• **REQUIRED ACTIONS**:
A. In the Apple TV discussion, translate this sentence into Spanish: "Worrying about replacement cycles is nonsense."
B. Resume the Apple TV discussion after its final sentence.

• **SOURCE**:
※ ※ ※

Savitz reports, “He thinks Apple could sell 1.4 million units, adding $2.5 billion in revenue, growing to $4 billion in calendar 2013, and $6 billion in 2014.”

Full article here.

[Thanks to MacDailyNews Reader “Mary J.” for the heads up.]

43 Comments

  1. Again: before even thinking of entering TV sets market Apple will have to own unique feature that would allow to sell these goods with 40% margin.

    Without it Apple will not case since average margins for these markets are twice lower than needed.

    Remember that Apple ceased XServe/XSan business because these devices were not selling really well — and that is not because these were worse, but because these were *pricier* than competing products. And pricier because of 40% set margin — Apple understood that there are not enough unique features on these devices for these to be sold with needed margin in good scale — and closed these projects.

  2. Connected TV’s is where the puck is going. And the prices for them would allow Apple to earn decent margins.

    Just as Apple overturned the cart with the iPhone imagine the cable company subsidizing your next gen TV. We all know there are piles of money spent on entertainment and if Apple can find a way to transform our experiance in the living room I for one want them to do it.

    Apple went from an info appliace company to a info/entertainment powerhouse. The largest market for that segment is TV’s not computers.

    Worrying about replacement cycles is nonsense. Who amongst us waits till our Mac is dead to get our next one? We add another and pass along the
    last one in some form. Whether to ourselves for a secondary use or to someone else. Improvements drive the buying cycle.

    One box, one cable, one iDevice(remote), one bill. A la carte from channels to eBay to QVC and iTunes getting a little revenue all along the way.

  3. Why do you buy an Apple desktop?
    Display size and processor power.
    You have a Mac Pro, it has an OK processor and sometimes one still adds a display.
    You have an iPhone or iPad, not much processor, which will display to an Apple TV.
    Now, the processor power of the portable devices will keep going UP. Lots.
    It would be nice to be able to consolidate your display devices. Everyone has a TV. Let’s make it a Really Nice One.

    Who is it, that when they touch something, they always make it the best that they can? (others just make something to sell)

  4. Here’s the problem with the Apple TV…

    It can’t do app overlay with any other video source.

    This wouldn’t be an issue if the only video you wanted to ever watch was from Apple TV, but if you’re watching any video from any other source, or playing a console game or whatever, the Apple TV apps will be at a disadvantage to any apps that would be capable of running on a TV itself.

※ ※ ※

• **Excerpts from a point labeling dataset**:
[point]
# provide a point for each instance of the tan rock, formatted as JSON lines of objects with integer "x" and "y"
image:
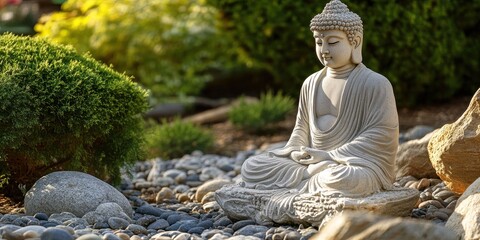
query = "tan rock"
{"x": 412, "y": 159}
{"x": 361, "y": 225}
{"x": 210, "y": 186}
{"x": 465, "y": 220}
{"x": 454, "y": 149}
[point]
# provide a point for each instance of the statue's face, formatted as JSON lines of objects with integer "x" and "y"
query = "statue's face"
{"x": 333, "y": 48}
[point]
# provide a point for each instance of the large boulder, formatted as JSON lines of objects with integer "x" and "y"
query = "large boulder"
{"x": 454, "y": 149}
{"x": 74, "y": 192}
{"x": 465, "y": 220}
{"x": 365, "y": 226}
{"x": 412, "y": 159}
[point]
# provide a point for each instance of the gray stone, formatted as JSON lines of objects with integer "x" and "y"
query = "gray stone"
{"x": 150, "y": 210}
{"x": 137, "y": 229}
{"x": 412, "y": 159}
{"x": 416, "y": 132}
{"x": 89, "y": 236}
{"x": 465, "y": 220}
{"x": 159, "y": 224}
{"x": 105, "y": 211}
{"x": 56, "y": 234}
{"x": 37, "y": 229}
{"x": 117, "y": 223}
{"x": 110, "y": 236}
{"x": 8, "y": 218}
{"x": 454, "y": 151}
{"x": 158, "y": 167}
{"x": 173, "y": 173}
{"x": 210, "y": 186}
{"x": 251, "y": 230}
{"x": 146, "y": 220}
{"x": 69, "y": 191}
{"x": 224, "y": 221}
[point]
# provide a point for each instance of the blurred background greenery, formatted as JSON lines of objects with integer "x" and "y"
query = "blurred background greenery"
{"x": 177, "y": 49}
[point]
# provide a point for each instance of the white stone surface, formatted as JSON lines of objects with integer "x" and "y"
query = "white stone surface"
{"x": 74, "y": 192}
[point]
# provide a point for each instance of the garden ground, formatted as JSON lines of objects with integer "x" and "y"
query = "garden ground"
{"x": 229, "y": 140}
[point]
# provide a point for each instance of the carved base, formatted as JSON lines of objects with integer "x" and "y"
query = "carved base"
{"x": 311, "y": 209}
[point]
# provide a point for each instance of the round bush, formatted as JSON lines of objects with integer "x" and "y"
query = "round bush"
{"x": 64, "y": 111}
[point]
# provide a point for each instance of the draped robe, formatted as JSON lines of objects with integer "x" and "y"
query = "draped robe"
{"x": 361, "y": 143}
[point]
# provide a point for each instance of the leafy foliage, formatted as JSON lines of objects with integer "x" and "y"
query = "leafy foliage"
{"x": 176, "y": 138}
{"x": 64, "y": 111}
{"x": 257, "y": 116}
{"x": 171, "y": 47}
{"x": 425, "y": 48}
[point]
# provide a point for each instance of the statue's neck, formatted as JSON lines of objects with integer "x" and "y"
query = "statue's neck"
{"x": 341, "y": 72}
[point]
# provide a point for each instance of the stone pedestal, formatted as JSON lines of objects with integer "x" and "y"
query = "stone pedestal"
{"x": 310, "y": 209}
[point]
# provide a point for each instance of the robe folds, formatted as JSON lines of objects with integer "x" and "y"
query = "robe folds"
{"x": 361, "y": 144}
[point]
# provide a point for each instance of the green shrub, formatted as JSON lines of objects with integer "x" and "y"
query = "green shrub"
{"x": 429, "y": 49}
{"x": 170, "y": 47}
{"x": 63, "y": 111}
{"x": 257, "y": 116}
{"x": 177, "y": 138}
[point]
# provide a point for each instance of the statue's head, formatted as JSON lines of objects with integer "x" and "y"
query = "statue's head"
{"x": 340, "y": 29}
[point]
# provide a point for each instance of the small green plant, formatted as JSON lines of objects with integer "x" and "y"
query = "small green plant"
{"x": 177, "y": 138}
{"x": 64, "y": 111}
{"x": 258, "y": 115}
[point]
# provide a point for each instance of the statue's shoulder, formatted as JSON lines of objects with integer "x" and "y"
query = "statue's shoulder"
{"x": 312, "y": 78}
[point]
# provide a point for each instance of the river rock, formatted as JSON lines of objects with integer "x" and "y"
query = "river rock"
{"x": 210, "y": 186}
{"x": 364, "y": 226}
{"x": 412, "y": 159}
{"x": 465, "y": 220}
{"x": 70, "y": 191}
{"x": 454, "y": 150}
{"x": 104, "y": 212}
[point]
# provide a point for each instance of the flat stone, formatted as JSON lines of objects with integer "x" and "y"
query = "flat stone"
{"x": 241, "y": 203}
{"x": 210, "y": 186}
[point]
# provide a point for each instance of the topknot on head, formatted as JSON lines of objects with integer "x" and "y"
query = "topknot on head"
{"x": 337, "y": 16}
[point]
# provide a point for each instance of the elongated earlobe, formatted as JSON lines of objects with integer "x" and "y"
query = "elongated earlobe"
{"x": 357, "y": 50}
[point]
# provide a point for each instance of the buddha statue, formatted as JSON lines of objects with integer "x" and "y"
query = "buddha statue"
{"x": 345, "y": 137}
{"x": 346, "y": 132}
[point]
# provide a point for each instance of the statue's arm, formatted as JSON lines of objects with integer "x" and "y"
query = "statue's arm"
{"x": 301, "y": 132}
{"x": 379, "y": 137}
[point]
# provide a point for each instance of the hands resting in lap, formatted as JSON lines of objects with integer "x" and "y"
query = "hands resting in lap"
{"x": 317, "y": 160}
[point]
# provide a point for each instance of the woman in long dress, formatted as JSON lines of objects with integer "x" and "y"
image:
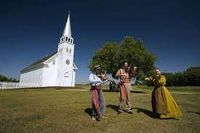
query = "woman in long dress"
{"x": 163, "y": 103}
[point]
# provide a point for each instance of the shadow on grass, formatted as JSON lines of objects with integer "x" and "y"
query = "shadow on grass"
{"x": 88, "y": 111}
{"x": 147, "y": 112}
{"x": 114, "y": 107}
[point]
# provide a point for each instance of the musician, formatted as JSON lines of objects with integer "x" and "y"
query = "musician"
{"x": 125, "y": 75}
{"x": 96, "y": 79}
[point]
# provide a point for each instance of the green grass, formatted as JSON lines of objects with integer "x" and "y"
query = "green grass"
{"x": 66, "y": 110}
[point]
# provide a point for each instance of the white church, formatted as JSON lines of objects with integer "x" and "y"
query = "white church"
{"x": 57, "y": 69}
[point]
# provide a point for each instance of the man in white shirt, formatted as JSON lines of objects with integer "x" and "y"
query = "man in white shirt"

※ ※ ※

• **IN RESPONSE**:
A. Preocuparse por los ciclos de reemplazo es absurdo.

B.
    For example, I have a new Vizio TV and Apple TV. The Apple TV is awesome of course in everything that it does, and the sure-to-be-coming apps I’m sure will be awesome too, but the Apple TV can’t do some of the things that the apps on my Vizio TV can do…for example:
    Pop up tweets
    Pop up emails
    Pop up Facebook alerts
    Pop up IMDB info
    etc…

    It’s a different way of semi-active viewing, that requires the app to output directly into the video in order for overlays to take place. Again, this could also work if all video went through the Apple TV first, but then that’s either requiring people to only consume iTunes media, or requiring the Apple TV to have multiple HDMI inputs.

    This gives other platforms a huge advantage over Apple, unless Apple either licenses Apple TV to TV manufacturers or develops their own TVs.

    “People only buy TVs every 5 years or more”
    True, but the TV market is still a very big market and Apple could make a lot of money while extending their ecosystem. Apple knows interface design and how to design beautiful products that people would want in their homes.

  5. I don’t see this happening. TVs are a commodified market with razor thin margins and flat revenues. Unless Apple is adding something highly value-added, these kinds of margins just wouldn’t be that attractive to them.

    Connected TVs have been a bust because consumers are not willing to pay extra just for that feature. They will pay more for higher resolution and bigger screen sizes. As price points on HDTVs have tumbled, the inclusion of new networking features and 3D only serve to prop up existing price points, as the rest of the market moves into commodity pricing.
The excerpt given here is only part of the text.